**Exercise aim**
Print the records below word for word, but leave out the pictures.

**Provided entries**
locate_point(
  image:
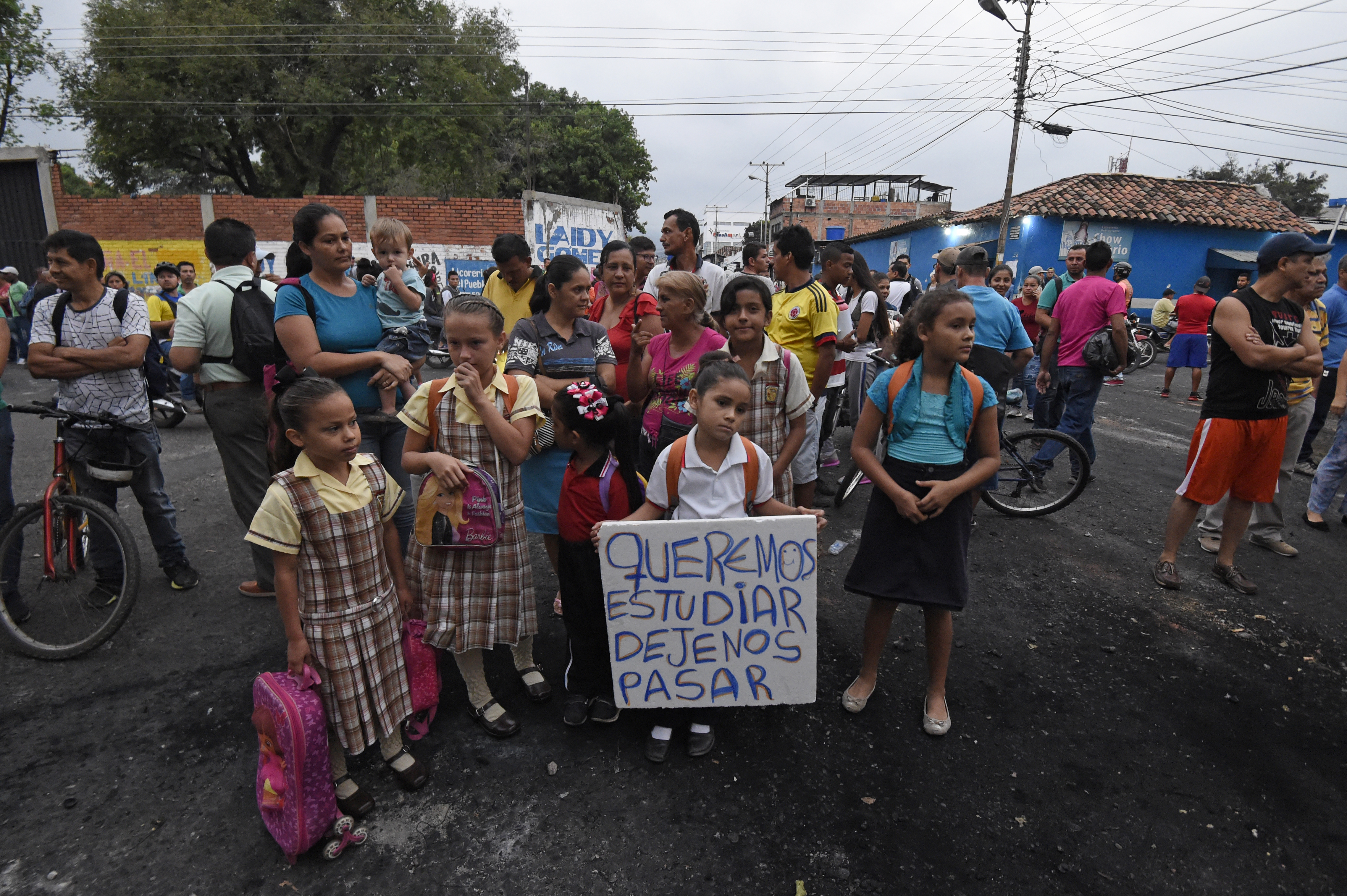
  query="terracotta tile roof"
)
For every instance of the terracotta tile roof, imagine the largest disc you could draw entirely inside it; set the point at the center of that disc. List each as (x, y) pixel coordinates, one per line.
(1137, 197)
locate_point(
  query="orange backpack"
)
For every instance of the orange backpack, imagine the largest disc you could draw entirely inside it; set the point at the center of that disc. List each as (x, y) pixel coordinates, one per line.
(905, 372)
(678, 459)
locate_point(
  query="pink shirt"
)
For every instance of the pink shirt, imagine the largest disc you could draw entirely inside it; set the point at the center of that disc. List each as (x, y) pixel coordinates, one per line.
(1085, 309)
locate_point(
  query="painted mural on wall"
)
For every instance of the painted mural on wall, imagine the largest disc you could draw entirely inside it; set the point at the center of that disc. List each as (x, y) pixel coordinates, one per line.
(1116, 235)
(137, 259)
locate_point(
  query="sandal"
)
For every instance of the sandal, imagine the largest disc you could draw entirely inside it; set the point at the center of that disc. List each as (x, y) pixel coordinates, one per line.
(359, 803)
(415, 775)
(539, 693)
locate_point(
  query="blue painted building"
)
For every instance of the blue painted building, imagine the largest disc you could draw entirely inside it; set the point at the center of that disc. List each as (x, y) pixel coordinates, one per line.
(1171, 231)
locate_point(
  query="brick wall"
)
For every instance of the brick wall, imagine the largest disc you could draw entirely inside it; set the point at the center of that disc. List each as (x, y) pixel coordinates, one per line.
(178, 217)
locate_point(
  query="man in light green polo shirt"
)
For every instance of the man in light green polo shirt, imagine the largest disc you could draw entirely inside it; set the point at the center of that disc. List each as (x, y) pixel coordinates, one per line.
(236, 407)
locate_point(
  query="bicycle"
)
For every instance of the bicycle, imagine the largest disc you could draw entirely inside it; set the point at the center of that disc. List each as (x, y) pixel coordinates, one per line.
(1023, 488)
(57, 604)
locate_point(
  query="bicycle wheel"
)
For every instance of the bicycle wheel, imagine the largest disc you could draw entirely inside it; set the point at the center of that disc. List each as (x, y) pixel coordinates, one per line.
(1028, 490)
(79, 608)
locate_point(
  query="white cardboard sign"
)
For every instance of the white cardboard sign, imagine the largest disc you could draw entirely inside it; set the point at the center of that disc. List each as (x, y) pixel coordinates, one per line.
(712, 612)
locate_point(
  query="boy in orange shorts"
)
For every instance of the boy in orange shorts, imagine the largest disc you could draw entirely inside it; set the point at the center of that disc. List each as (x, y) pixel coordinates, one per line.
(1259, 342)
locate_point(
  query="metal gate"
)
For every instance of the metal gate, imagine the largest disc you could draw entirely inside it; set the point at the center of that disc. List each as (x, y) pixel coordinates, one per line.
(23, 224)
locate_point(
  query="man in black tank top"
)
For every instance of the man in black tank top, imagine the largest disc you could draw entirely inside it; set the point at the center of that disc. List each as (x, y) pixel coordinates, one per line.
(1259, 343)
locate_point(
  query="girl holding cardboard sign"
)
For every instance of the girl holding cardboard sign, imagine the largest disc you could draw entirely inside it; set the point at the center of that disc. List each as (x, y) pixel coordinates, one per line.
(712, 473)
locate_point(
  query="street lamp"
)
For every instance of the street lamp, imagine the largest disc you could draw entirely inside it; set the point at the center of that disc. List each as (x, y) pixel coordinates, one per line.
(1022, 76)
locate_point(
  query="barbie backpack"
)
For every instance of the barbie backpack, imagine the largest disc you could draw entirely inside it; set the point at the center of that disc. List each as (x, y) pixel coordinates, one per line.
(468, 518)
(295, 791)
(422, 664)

**Exercise output**
locate_point(
  image:
  query="terracotta tile roof"
)
For every instance of the terracotta tile roof, imagine the largest disc you could draw entirely inside it; set the point at the center of that disc. List each as (x, y) pixel coordinates, one per line.
(1137, 197)
locate_point(
  query="orange backpack"
)
For every instance of the orange backpack, imagine the largest disc you could draw entirely inside it; set the point at the center of that disc. List each as (x, y) pixel coordinates, one per line.
(905, 372)
(678, 459)
locate_point(
  query="pink shirt"
)
For every instance of the pink shirt, imagine the largest disc you could draw entirely inside it; set the point at the center of that disc. List each as (x, y) pixel coordinates, one per line.
(1085, 309)
locate_point(
  query="painted mural on wall"
)
For every instance of the painted mural on wall, imagine the largest disc you could draw entirely inside it; set the point at the center of that disc. List each as (x, y) pixel coordinates, one per line.
(1116, 235)
(137, 259)
locate_point(
  query="sandal"
)
For every instance of the sandal, imagine the largest disc you could draw entirely inside it; set the point at the center of that disc. List each as (x, y) pixel coordinates, one per line.
(359, 803)
(415, 775)
(539, 693)
locate_point(
  query="blue painted building"
)
For every instance of the blue painted building, imagine the largest disc you could draw entirely inside it; set the point at the center of that disc. List each as (x, y) pixel coordinates, one per line.
(1171, 231)
locate_point(
  query="brick wall"
)
For every instance of the brick wall, imagine the largest disc you could draw entirely inside it; set the point at the center of that disc. List each as (x, y) pixel coordinates, one per line.
(178, 217)
locate_point(
  query="man in light green polo shirt"
)
For every instance of the man in light green polo shirt, imagine the largest disc you could draw entirely inside it; set the point at the center of that disc. List each as (x, y) pixel coordinates, one per line.
(236, 407)
locate_point(
  query="bicycle"
)
For every instance of the bicycle, imagine the largest disc you could draw entirely inside it; set the point at the center of that disc. List each as (x, y) pixel coordinates, one per line.
(1023, 488)
(57, 604)
locate_point(
  query="bicycle wheel"
)
For every instance of the bicycle wheel, imagine the largest disc you could draw entirely inside it; set the point at the center of that disc. List each as (x, y) pixel coordinates, one per line.
(1028, 490)
(79, 608)
locate_point(
  query="white cardboard sign"
)
For every instance of the white cardboard sign, imagine the largest disc you could draw entirely inside it; set the point at the center of that disc. List each as (x, y) pixel coordinates, one per line.
(712, 612)
locate_point(
  query="boy in orange shorts"
)
For every instance of the boy in orange shorts, imagine the largest disc you could draw entirely inside it; set the point at the center of that disc. List each as (x, y) pixel coordinates, one per line.
(1259, 342)
locate_point(
  query="metal gate"
)
For every instance of the metal gate, imagine the largest disc you could draw entirely inside it; set the point at the center of that disc. List each as (x, y) pixel coordinates, one per line.
(23, 224)
locate_point(
  query="man in black tank top"
)
For every instance of the man in black tank top, imagine the largest disc you could draw entirely inside it; set the point at the center of that disc. List each as (x, y) pixel coordinates, one per line.
(1259, 343)
locate_point(
  query="girl holding cardboard sign"
)
For every instance of the girl holding cardboard sign, imagine the largest disc you could draw entirely inside it; set the point at the center of that disc. List each as (x, y) pixel coordinates, one per line.
(712, 473)
locate_point(
  query="street lamp"
)
For every instance of the street lamp, imagine the largest disc you could draw entirely inside it; set the point at the center of that disc. List each as (x, y) pixel coordinates, one per line.
(1022, 76)
locate_point(
  query="barbie backpack"
)
For every instance of the barbie backpack, imagine the largest disc you could draw entirely inside it; set the point at the center of that disc. List each as (x, y) pixel coordinates, one per line.
(468, 518)
(295, 791)
(422, 664)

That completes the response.